● 阅读材料:

检察行政公益诉讼案件范围拓展的现状、问题及进路*

2022-05-25 07:31
关键词:公共利益检察院检察

张 琦

(武汉大学 法学院,湖北 武汉 430072)

一、引 言

自2015年全国人民代表大会常务委员会授权最高人民检察院开展提起公益诉讼试点工作起,我国的检察公益诉讼制度已运行满六年。在此期间,检察公益诉讼制度的内容不断被理论界和实务界丰富完善。2017 年试点工作结束后,全国人大常委会作出修改《中华人民共和国行政诉讼法》(以下简称《行政诉讼法》)的决定,在第25 条增加一款作为第4 款:“人民检察院在履行职责中发现生态环境和资源保护、食品药品安全、国有财产保护、国有土地使用权出让等领域负有监督管理职责的行政机关违法行使职权或者不作为,致使国家利益或者社会公共利益受到侵害的,应当向行政机关提出检察建议,督促其依法履行职责。行政机关不依法履行职责的,人民检察院依法向人民法院提起诉讼。”自此,检察行政公益诉讼正式在立法上得以确立。2019年党的十九届四中全会审议通过了《中共中央关于坚持和完善中国特色社会主义制度推进国家治理体系和治理能力现代化若干重大问题的决定》(以下简称《决定》),该决定明确提出要拓展公益诉讼案件范围。应当说,拓展案件范围也是未来检察行政公益诉讼持续发展不可回避的重要议题。目前来看,检察机关在《行政诉讼法》所列举的四大领域内提起行政公益诉讼的工作正稳步推进,在部分非列举领域内也进行着积极的探索并已经出现了相应的实践案例。除此之外,多地的省市人大常委会还纷纷出台了加强检察公益诉讼工作的决定,列举了可探索开展公益诉讼工作的新领域。总体而言,拓展检察行政公益诉讼案件范围的工作正在多角度推进,但不容否认的是,拓展工作仍存在着规范拓展无序、诉讼审查虚化、公众参与不足等问题亟待解决。因此,本文拟对拓展检察行政公益诉讼案件范围的现状进行梳理反思,并在此基础上进一步提出拓展检察行政公益诉讼案件范围的进路。

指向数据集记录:

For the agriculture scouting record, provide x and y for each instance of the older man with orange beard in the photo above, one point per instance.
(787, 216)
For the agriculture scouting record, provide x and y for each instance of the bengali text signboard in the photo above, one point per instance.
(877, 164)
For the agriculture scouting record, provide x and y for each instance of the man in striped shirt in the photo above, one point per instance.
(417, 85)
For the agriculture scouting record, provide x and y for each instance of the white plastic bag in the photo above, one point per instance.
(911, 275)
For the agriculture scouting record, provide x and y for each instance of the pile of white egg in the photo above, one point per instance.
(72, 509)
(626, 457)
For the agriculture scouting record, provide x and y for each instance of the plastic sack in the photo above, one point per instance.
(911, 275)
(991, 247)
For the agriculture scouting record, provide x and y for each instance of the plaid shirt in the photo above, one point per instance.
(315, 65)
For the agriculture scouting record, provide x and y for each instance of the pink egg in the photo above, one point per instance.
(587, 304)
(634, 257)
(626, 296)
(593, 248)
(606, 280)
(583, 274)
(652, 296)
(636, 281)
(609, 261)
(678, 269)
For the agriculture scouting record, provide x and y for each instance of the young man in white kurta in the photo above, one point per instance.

● 练习题:
**1)** 请根据阅读材料回答下列问题:
(a) 全国人大常委会授权最高人民检察院开展提起公益诉讼试点工作是从哪一年开始的?
(b) 全国人大常委会修改《行政诉讼法》时,在哪一条增加了一款作为第4款?
(c) 明确提出要拓展公益诉讼案件范围的《决定》是在哪次会议上审议通过的?
**2)** 阅读材料引用的《行政诉讼法》第25条第4款列举了哪些领域?请全部列出。

● 练习答案:
**1)**
(a) 2015年。
(b) 第25条。
(c) 2019年党的十九届四中全会。

**2)** 生态环境和资源保护、食品药品安全、国有财产保护、国有土地使用权出让。